Compito da svolgere ▸
Scrivi il seguito del testo sui solidi platonici riportato più avanti, cominciando subito dopo la sua ultima frase.

Sezione del documento ▸
==*==
Presentazione

 


Nel 1996 ho tenuto un corso che, nella sua prima parte, riprendeva i temi del mio saggio "Riflessioni sul luogo" contenuto ne "La notte dei lampi". In particolare si è discusso sui solidi platonici, utilizzando come sintesi conclusiva dei materiali grafici. Questa discussione è stata ripresa nei miei "Frammenti epistemologici", cap. III (pp. 52 sgg.) intitolato "Sui quattro bellissimi corpi". A questo capitolo si rimanda per le spiegazioni e i commenti alle immagini qui proposte. Oltre ai titoli, alcune note  e citazioni tracciano un percorso minimo. Non manca poi qualche divertimento grafico. [G.P., 1918]




1. Dal triangolo equilatero al triangolo “elementare” di Platone.

2. Il triangolo equilatero consta di sei triangoli elementari platonici.

3. Le facce dei poliedri  tetraedro, ottaedro, icosaedro constano tutte di triangoli equilateri, e quindi sono divisibili in triangoli elementari platonici.

4. L’esaedro (cubo) consta di sei facce quadrate, divisibili solo in triangoli isosceli  attraverso le diagonali.

5. Il dodecaedro consta di dodici facce pentagonali. Passi della triangolazione.

6. Relazione tra il dodecaedro e l’icosaedro.

7. Relazione tra il dodecaedro e il cubo.

8. Sui poliedri platonici e la sfera.

9. Digressione kepleriana

 


 

 




1. Dal triangolo equilatero al triangolo “elementare” di Platone






 

2. Il triangolo equilatero consta di sei triangoli elementari platonici


 

 

 

 

 



3. Le facce dei poliedri  tetraedro, ottaedro, icosaedro constano tutte di triangoli equilateri, e quindi sono divisibili in triangoli elementari platonici.


 

Tetraedro = Fuoco

 

 

Ottaedro = Aria

 

 

Icosaedro = Aria

 

 



4. L’esaedro (cubo) consta di sei facce quadrate, divisibili solo in triangoli isosceli  attraverso le diagonali.


 

Esaedro = Terra

 


 

Nota:

Il cubo si trova tuttavia in relazione con il tetraedro, perché il tetraedro può essere inscritto nel cubo “ma non in modo tale da mostrare uno dei lati triangolari sulla faccia del cubo; ciascuno spigolo del tetraedro appare come diagonale di una faccia quadrata del cubo. Il quadrato, in ogni caso, è presente  come base mediana delle piramidi di triangoli equilateri che formano l’ottaedro; e due piramidi di triangoli equilateri con basi pentagonali sono impiegati nella costruzione dell’icosaedro”.

R. F. Kotrc, The dodecahedron in Plato’s Timaeus, in «Rheinischen Museum für Philologie», 1981, p. 218. Si trova all’indirizzo internet: http://rhm.phil-fak.uni-koeln.de/1980-1989.html#124



5. Il dodecaedro consta di dodici facce pentagonali. Passi della triangolazione.
==*==
Record selezionati ▸
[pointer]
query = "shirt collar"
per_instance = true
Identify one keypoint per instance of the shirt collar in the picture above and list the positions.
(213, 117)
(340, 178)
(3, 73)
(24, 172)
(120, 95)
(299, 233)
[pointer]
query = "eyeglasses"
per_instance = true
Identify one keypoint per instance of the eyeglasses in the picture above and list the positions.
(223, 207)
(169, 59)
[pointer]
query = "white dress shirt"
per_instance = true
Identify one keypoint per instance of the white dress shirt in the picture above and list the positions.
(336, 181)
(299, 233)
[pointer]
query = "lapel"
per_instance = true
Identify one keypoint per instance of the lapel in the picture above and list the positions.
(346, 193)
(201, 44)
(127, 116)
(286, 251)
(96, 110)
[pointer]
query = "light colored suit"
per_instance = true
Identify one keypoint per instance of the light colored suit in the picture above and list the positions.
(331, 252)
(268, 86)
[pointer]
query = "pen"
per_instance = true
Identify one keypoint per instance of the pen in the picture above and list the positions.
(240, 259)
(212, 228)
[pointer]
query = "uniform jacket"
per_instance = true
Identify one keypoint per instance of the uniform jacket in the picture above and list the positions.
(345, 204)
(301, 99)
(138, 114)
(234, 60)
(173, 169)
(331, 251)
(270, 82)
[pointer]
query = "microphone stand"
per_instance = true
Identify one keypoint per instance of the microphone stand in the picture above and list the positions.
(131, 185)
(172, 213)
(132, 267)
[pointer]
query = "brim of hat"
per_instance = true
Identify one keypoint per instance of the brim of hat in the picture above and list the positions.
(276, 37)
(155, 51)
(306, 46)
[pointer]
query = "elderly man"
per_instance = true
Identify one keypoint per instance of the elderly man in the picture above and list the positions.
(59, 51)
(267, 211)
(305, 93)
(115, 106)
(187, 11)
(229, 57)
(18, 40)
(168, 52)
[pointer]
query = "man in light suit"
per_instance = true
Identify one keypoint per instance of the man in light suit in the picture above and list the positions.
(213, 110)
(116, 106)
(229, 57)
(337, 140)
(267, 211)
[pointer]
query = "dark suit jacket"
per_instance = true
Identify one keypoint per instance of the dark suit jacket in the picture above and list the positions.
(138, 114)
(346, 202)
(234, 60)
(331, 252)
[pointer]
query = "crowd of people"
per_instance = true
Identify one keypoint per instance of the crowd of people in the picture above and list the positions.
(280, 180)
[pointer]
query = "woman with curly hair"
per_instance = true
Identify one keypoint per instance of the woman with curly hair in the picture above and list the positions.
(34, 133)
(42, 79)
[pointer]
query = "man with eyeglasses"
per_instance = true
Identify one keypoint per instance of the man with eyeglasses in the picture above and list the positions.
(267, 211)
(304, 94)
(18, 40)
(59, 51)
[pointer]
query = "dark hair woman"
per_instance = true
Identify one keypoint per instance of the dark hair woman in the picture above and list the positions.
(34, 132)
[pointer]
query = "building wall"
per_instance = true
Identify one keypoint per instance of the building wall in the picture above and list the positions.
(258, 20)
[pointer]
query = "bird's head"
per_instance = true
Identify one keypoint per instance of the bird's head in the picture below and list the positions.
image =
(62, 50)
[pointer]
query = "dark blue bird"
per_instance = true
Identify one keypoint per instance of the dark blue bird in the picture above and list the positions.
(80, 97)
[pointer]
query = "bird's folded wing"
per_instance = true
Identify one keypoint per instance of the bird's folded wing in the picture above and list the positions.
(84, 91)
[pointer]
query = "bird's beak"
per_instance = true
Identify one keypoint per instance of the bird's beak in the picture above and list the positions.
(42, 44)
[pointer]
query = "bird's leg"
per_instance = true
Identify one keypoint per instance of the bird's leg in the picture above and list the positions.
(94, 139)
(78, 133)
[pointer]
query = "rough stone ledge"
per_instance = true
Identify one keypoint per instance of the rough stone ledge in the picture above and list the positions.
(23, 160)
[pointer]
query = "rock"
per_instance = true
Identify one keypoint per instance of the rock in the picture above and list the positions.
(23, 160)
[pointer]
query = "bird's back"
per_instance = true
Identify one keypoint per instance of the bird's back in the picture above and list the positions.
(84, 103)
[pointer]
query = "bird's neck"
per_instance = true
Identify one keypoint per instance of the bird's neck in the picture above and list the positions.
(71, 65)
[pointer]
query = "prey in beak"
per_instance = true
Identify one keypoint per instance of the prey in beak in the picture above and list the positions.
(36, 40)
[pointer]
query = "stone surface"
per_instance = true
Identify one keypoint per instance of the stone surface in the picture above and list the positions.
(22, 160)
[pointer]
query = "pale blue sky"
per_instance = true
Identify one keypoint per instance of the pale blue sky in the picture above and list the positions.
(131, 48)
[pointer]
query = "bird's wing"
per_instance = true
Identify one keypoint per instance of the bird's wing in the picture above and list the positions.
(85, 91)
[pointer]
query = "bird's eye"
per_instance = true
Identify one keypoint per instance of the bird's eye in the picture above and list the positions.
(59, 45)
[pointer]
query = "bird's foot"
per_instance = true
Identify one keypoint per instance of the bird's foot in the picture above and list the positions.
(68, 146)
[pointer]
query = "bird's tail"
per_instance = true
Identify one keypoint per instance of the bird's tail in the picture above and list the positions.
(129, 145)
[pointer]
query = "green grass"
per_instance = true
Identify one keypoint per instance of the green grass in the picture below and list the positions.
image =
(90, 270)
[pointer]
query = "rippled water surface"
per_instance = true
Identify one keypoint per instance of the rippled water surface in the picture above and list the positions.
==*==
Il risultato ▸
Dodecaedro = il Tutto

 


 

 

Nota:

 Il pentagono può essere suddiviso in trenta triangoli rettangoli scaleni che non sono però triangoli “platonici” (P. Cromwell, Polyhedra, Cambridge 1999, p. 54). Per ottenere triangoli equilateri e quindi triangoli scaleni platonici è necessaria l’ “elevazione” nella misura opportuna del centro del pentagono. La figura che ne risulta è detta “dodecaedro stellato”. Il punto essenziale è in ogni caso la triangolazione in 360 triangoli rettangoli. Platone non considera poliedri "stellati" che saranno in seguito oggetto di attenzione e di studio approfondito da parte di Keplero.

Dodecaedro Stellato




6. Relazione tra il dodecaedro e l’icosaedro


 

Il pentagono è visibile sulla superficie dell’icosaedro

 


“Dualità” tra dodecaedro e icosaedro
Connettendo i centri di tutte le facce adiacenti
di un icosaedro, si ottiene un dodecaedro. E inversamente.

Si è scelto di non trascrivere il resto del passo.